**Directions**: Look through the data below and return each line where "yellow" appears.

Natural language region descriptions:
----------------

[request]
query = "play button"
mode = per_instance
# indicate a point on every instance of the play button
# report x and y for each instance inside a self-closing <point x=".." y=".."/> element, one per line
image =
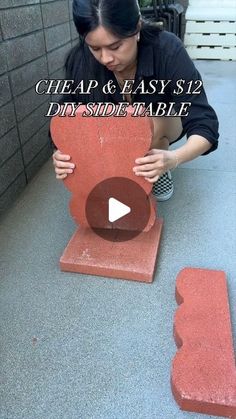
<point x="118" y="209"/>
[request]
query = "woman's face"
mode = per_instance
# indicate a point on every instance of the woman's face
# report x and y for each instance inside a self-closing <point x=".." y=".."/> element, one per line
<point x="113" y="52"/>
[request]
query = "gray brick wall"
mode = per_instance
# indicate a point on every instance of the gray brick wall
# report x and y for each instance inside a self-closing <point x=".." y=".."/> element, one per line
<point x="185" y="5"/>
<point x="35" y="36"/>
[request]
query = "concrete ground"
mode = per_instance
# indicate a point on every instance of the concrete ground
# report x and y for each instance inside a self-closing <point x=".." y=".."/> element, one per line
<point x="83" y="347"/>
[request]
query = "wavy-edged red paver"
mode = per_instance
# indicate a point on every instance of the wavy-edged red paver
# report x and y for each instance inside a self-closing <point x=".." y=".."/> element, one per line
<point x="203" y="376"/>
<point x="106" y="148"/>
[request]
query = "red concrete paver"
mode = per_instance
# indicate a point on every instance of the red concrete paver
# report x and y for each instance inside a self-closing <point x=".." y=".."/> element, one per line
<point x="133" y="259"/>
<point x="101" y="148"/>
<point x="106" y="148"/>
<point x="203" y="374"/>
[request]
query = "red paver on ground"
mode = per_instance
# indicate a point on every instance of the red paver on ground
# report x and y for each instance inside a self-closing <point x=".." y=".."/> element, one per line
<point x="203" y="377"/>
<point x="104" y="150"/>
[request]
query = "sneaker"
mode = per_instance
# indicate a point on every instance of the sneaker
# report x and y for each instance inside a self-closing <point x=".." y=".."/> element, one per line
<point x="163" y="188"/>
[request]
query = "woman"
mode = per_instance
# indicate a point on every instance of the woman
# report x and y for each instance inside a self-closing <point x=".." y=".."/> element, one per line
<point x="116" y="44"/>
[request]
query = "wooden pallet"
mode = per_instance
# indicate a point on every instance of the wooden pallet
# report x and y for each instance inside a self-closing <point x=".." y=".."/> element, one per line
<point x="211" y="53"/>
<point x="209" y="39"/>
<point x="208" y="26"/>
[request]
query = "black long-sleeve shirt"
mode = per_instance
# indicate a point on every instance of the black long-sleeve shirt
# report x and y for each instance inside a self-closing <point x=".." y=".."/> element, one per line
<point x="164" y="59"/>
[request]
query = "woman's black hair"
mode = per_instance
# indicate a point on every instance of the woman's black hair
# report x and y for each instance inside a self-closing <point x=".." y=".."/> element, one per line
<point x="121" y="18"/>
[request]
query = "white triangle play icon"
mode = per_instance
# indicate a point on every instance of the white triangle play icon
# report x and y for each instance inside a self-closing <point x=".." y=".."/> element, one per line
<point x="117" y="210"/>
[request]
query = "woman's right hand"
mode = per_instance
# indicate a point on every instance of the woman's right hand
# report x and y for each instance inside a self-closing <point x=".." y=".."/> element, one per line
<point x="62" y="164"/>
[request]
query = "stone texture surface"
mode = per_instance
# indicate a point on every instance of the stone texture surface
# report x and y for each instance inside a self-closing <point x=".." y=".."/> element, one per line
<point x="87" y="253"/>
<point x="28" y="30"/>
<point x="19" y="21"/>
<point x="114" y="144"/>
<point x="203" y="371"/>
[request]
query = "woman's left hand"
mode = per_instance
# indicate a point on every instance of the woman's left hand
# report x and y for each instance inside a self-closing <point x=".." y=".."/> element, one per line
<point x="154" y="164"/>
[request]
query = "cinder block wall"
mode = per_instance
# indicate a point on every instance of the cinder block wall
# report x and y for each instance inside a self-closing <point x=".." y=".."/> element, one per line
<point x="35" y="36"/>
<point x="185" y="4"/>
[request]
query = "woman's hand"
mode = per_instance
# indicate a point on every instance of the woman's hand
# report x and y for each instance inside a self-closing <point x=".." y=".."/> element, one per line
<point x="155" y="163"/>
<point x="62" y="165"/>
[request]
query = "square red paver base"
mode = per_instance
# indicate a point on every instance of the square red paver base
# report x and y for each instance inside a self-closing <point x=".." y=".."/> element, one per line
<point x="135" y="259"/>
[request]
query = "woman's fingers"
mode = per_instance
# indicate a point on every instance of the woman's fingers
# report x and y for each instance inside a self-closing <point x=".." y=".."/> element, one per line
<point x="62" y="171"/>
<point x="61" y="177"/>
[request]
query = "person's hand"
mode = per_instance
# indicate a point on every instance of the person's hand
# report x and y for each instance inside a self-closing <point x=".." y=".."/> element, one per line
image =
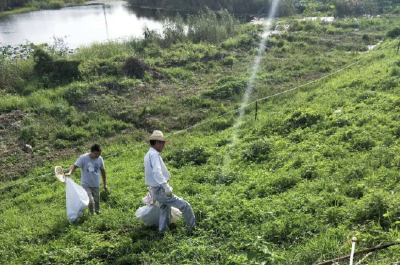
<point x="168" y="191"/>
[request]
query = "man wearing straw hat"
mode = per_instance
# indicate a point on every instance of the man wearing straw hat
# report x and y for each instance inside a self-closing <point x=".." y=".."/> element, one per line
<point x="156" y="177"/>
<point x="92" y="165"/>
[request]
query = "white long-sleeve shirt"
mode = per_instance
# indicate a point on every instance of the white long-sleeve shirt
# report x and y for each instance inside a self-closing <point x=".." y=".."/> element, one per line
<point x="156" y="173"/>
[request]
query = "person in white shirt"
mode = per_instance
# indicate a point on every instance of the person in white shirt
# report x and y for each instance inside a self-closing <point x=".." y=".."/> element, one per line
<point x="156" y="177"/>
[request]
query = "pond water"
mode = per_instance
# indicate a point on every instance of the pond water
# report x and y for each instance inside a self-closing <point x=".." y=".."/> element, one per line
<point x="81" y="25"/>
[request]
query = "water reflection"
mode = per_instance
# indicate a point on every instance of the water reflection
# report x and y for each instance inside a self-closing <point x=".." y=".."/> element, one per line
<point x="80" y="25"/>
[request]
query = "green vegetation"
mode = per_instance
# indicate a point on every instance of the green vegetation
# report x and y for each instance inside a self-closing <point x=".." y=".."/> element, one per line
<point x="12" y="7"/>
<point x="286" y="7"/>
<point x="319" y="166"/>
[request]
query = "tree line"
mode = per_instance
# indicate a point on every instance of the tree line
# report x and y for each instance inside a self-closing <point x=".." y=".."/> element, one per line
<point x="286" y="7"/>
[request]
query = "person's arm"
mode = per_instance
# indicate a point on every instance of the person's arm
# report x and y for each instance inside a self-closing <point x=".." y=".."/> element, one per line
<point x="103" y="175"/>
<point x="73" y="168"/>
<point x="158" y="176"/>
<point x="78" y="163"/>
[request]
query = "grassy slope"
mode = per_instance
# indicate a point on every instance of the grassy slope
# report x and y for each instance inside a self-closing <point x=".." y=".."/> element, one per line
<point x="320" y="178"/>
<point x="102" y="107"/>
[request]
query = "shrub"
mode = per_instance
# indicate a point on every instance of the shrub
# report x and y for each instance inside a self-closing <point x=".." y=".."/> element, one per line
<point x="58" y="71"/>
<point x="65" y="71"/>
<point x="134" y="67"/>
<point x="56" y="4"/>
<point x="43" y="62"/>
<point x="195" y="156"/>
<point x="229" y="87"/>
<point x="258" y="151"/>
<point x="93" y="68"/>
<point x="302" y="119"/>
<point x="229" y="61"/>
<point x="393" y="33"/>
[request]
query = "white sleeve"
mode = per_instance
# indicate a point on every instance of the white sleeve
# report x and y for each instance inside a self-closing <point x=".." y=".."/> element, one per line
<point x="158" y="176"/>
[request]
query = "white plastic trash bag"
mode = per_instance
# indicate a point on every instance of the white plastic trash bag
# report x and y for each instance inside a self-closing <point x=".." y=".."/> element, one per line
<point x="150" y="214"/>
<point x="77" y="200"/>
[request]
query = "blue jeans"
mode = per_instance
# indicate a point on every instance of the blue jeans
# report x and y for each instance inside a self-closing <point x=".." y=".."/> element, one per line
<point x="165" y="205"/>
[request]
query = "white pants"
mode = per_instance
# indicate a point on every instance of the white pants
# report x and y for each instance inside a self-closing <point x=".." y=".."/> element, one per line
<point x="94" y="199"/>
<point x="165" y="205"/>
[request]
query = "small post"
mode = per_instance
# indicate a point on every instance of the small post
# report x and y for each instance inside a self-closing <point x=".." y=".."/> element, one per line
<point x="353" y="248"/>
<point x="255" y="117"/>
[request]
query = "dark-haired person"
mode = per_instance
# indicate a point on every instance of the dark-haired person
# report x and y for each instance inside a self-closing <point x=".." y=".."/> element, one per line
<point x="91" y="164"/>
<point x="156" y="177"/>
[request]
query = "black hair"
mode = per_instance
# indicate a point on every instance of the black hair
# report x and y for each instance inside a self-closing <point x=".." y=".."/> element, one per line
<point x="95" y="148"/>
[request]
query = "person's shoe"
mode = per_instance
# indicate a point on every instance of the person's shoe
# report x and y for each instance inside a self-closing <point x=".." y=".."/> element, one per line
<point x="192" y="231"/>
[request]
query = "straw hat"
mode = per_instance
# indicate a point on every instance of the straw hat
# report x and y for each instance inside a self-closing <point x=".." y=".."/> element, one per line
<point x="59" y="173"/>
<point x="157" y="136"/>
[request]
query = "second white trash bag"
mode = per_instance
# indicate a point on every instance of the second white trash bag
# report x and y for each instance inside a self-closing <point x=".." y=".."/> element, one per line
<point x="150" y="214"/>
<point x="77" y="200"/>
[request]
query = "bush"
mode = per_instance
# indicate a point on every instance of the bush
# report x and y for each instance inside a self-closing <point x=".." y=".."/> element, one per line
<point x="57" y="71"/>
<point x="56" y="4"/>
<point x="229" y="61"/>
<point x="195" y="156"/>
<point x="302" y="119"/>
<point x="258" y="151"/>
<point x="229" y="87"/>
<point x="76" y="91"/>
<point x="43" y="62"/>
<point x="134" y="67"/>
<point x="393" y="33"/>
<point x="73" y="133"/>
<point x="65" y="71"/>
<point x="28" y="135"/>
<point x="90" y="69"/>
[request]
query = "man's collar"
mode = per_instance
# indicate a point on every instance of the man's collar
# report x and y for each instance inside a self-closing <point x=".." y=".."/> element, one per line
<point x="153" y="149"/>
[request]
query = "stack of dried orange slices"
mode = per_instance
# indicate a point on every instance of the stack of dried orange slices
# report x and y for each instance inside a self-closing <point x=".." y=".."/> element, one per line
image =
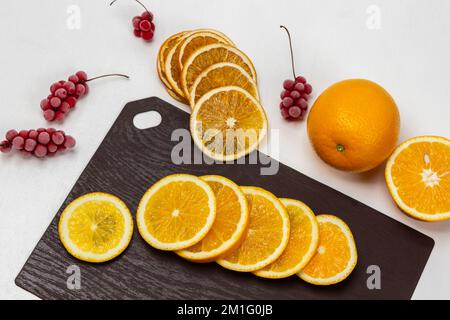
<point x="245" y="229"/>
<point x="204" y="69"/>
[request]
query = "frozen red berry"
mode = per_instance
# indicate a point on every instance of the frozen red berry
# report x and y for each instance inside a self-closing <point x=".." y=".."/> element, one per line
<point x="143" y="25"/>
<point x="65" y="94"/>
<point x="40" y="143"/>
<point x="296" y="92"/>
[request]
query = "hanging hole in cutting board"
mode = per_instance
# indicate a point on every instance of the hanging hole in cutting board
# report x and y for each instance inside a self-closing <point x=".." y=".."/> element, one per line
<point x="147" y="120"/>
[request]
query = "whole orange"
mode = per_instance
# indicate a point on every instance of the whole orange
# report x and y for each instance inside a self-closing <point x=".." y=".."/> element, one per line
<point x="354" y="125"/>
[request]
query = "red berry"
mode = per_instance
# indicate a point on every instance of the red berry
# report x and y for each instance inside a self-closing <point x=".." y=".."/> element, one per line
<point x="45" y="104"/>
<point x="25" y="153"/>
<point x="58" y="138"/>
<point x="55" y="102"/>
<point x="136" y="20"/>
<point x="295" y="112"/>
<point x="147" y="36"/>
<point x="52" y="148"/>
<point x="49" y="115"/>
<point x="30" y="144"/>
<point x="74" y="78"/>
<point x="288" y="84"/>
<point x="70" y="87"/>
<point x="82" y="76"/>
<point x="287" y="102"/>
<point x="33" y="134"/>
<point x="69" y="142"/>
<point x="40" y="151"/>
<point x="23" y="133"/>
<point x="145" y="25"/>
<point x="147" y="15"/>
<point x="295" y="94"/>
<point x="308" y="88"/>
<point x="285" y="113"/>
<point x="71" y="100"/>
<point x="5" y="147"/>
<point x="80" y="89"/>
<point x="55" y="87"/>
<point x="61" y="93"/>
<point x="65" y="107"/>
<point x="11" y="134"/>
<point x="59" y="116"/>
<point x="44" y="137"/>
<point x="18" y="143"/>
<point x="299" y="87"/>
<point x="300" y="79"/>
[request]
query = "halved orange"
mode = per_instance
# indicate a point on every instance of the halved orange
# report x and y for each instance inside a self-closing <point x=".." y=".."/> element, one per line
<point x="209" y="55"/>
<point x="221" y="75"/>
<point x="232" y="218"/>
<point x="198" y="39"/>
<point x="418" y="177"/>
<point x="228" y="123"/>
<point x="336" y="255"/>
<point x="267" y="235"/>
<point x="176" y="212"/>
<point x="302" y="245"/>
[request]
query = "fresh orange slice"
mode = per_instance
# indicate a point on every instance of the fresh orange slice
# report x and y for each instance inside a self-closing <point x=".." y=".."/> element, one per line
<point x="336" y="255"/>
<point x="302" y="245"/>
<point x="228" y="123"/>
<point x="221" y="75"/>
<point x="96" y="227"/>
<point x="232" y="218"/>
<point x="267" y="235"/>
<point x="172" y="63"/>
<point x="198" y="39"/>
<point x="176" y="212"/>
<point x="418" y="177"/>
<point x="209" y="55"/>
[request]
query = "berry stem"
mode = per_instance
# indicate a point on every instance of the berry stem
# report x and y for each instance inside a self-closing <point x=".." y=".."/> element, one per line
<point x="292" y="51"/>
<point x="109" y="75"/>
<point x="142" y="5"/>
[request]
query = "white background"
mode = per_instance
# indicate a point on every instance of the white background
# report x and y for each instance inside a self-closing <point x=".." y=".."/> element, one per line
<point x="409" y="55"/>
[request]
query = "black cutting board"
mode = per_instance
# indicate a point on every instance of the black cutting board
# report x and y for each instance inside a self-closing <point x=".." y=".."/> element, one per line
<point x="129" y="160"/>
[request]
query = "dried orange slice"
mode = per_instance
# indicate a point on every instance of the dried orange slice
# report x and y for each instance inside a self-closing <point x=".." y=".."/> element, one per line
<point x="198" y="39"/>
<point x="172" y="62"/>
<point x="228" y="123"/>
<point x="209" y="55"/>
<point x="267" y="235"/>
<point x="418" y="177"/>
<point x="166" y="46"/>
<point x="221" y="75"/>
<point x="302" y="245"/>
<point x="176" y="212"/>
<point x="96" y="227"/>
<point x="232" y="218"/>
<point x="336" y="255"/>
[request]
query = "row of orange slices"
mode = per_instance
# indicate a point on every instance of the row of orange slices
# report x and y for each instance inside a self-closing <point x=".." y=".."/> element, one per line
<point x="210" y="218"/>
<point x="245" y="229"/>
<point x="204" y="69"/>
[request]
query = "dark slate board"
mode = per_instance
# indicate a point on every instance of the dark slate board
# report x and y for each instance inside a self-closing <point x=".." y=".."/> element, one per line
<point x="130" y="160"/>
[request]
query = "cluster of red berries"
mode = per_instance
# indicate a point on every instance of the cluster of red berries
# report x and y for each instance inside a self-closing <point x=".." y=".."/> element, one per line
<point x="294" y="97"/>
<point x="39" y="143"/>
<point x="64" y="96"/>
<point x="143" y="26"/>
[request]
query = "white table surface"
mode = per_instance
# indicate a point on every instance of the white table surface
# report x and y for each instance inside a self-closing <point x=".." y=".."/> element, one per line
<point x="409" y="54"/>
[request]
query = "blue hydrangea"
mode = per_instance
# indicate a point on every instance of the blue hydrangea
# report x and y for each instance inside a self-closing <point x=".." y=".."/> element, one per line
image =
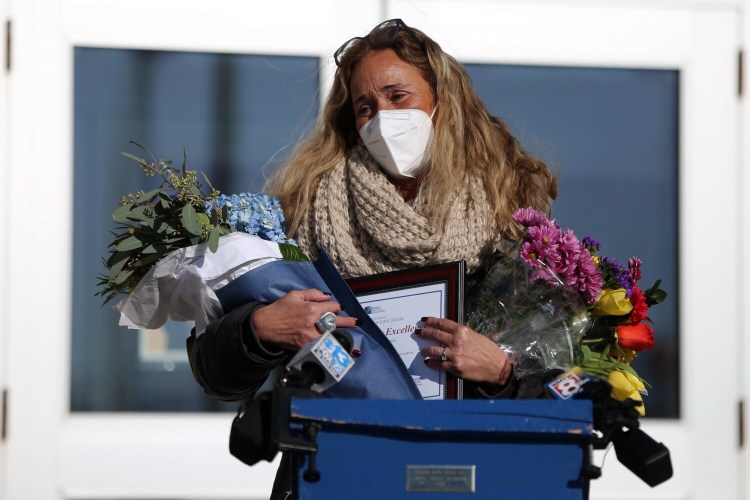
<point x="255" y="214"/>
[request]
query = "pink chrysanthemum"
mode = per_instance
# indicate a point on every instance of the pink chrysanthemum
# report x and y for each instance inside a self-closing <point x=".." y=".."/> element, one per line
<point x="560" y="251"/>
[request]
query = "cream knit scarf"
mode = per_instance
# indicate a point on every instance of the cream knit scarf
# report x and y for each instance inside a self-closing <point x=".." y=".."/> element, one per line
<point x="366" y="227"/>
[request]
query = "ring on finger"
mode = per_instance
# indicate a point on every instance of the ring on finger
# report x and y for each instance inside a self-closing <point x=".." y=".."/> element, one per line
<point x="326" y="323"/>
<point x="443" y="355"/>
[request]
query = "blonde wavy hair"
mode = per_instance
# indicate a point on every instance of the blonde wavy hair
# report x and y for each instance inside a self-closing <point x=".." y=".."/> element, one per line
<point x="467" y="141"/>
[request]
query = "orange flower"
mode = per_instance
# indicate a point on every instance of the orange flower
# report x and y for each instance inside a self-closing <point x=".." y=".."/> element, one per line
<point x="636" y="337"/>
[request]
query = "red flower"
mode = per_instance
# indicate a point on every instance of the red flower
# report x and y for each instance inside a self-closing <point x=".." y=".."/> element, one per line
<point x="640" y="307"/>
<point x="636" y="337"/>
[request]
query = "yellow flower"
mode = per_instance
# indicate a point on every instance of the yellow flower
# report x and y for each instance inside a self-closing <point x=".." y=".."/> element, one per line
<point x="613" y="303"/>
<point x="626" y="385"/>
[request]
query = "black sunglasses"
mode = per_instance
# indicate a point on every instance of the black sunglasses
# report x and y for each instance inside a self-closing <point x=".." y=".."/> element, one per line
<point x="382" y="35"/>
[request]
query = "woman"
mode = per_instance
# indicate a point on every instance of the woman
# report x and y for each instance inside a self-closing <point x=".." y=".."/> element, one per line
<point x="406" y="168"/>
<point x="442" y="192"/>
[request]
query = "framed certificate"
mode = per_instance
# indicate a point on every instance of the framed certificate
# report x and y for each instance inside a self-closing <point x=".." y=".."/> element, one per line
<point x="396" y="302"/>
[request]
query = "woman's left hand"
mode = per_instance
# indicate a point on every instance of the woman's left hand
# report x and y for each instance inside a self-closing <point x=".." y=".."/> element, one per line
<point x="468" y="354"/>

----------------

**Task response**:
query = "yellow flower"
# indicate a point on every instance of the yellow flower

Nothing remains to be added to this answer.